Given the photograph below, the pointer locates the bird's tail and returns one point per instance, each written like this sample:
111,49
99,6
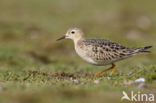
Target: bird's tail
143,49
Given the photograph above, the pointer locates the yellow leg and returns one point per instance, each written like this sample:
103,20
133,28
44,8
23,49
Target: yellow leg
114,67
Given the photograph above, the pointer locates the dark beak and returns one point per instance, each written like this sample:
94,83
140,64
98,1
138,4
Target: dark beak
61,38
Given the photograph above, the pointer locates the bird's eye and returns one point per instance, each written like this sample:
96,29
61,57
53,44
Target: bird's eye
73,32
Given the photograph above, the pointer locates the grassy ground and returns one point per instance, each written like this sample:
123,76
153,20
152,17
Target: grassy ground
34,68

#### WHAT YOU HAVE TO DO
Before copying the data, remove the pictures. Then repeat the rest exactly.

#### WORKED SOLUTION
Given the photograph below, the pointer locates the bird's tail and returns one point per instance, each written like this sample:
111,49
99,6
Target: bird's tail
143,49
Given the photograph above, the pointer locates the yellow leg and returns one point per instance, each written like this sample:
103,20
133,28
44,8
23,49
Target: yellow leg
114,67
Given the photograph above, the pointer locates the dark beak and returns one point per instance, each written like this sample:
94,83
140,64
98,1
138,4
Target: dark beak
61,38
Given the photograph above, the pointer locates the bird's eye and returns one point per instance, each written like this sample:
96,29
61,57
53,44
Target: bird's eye
73,32
Given the photograph above, the pointer locates the grassy ground and returns one point per instance, each written like this sample:
123,76
153,20
152,17
Target: grassy ground
34,68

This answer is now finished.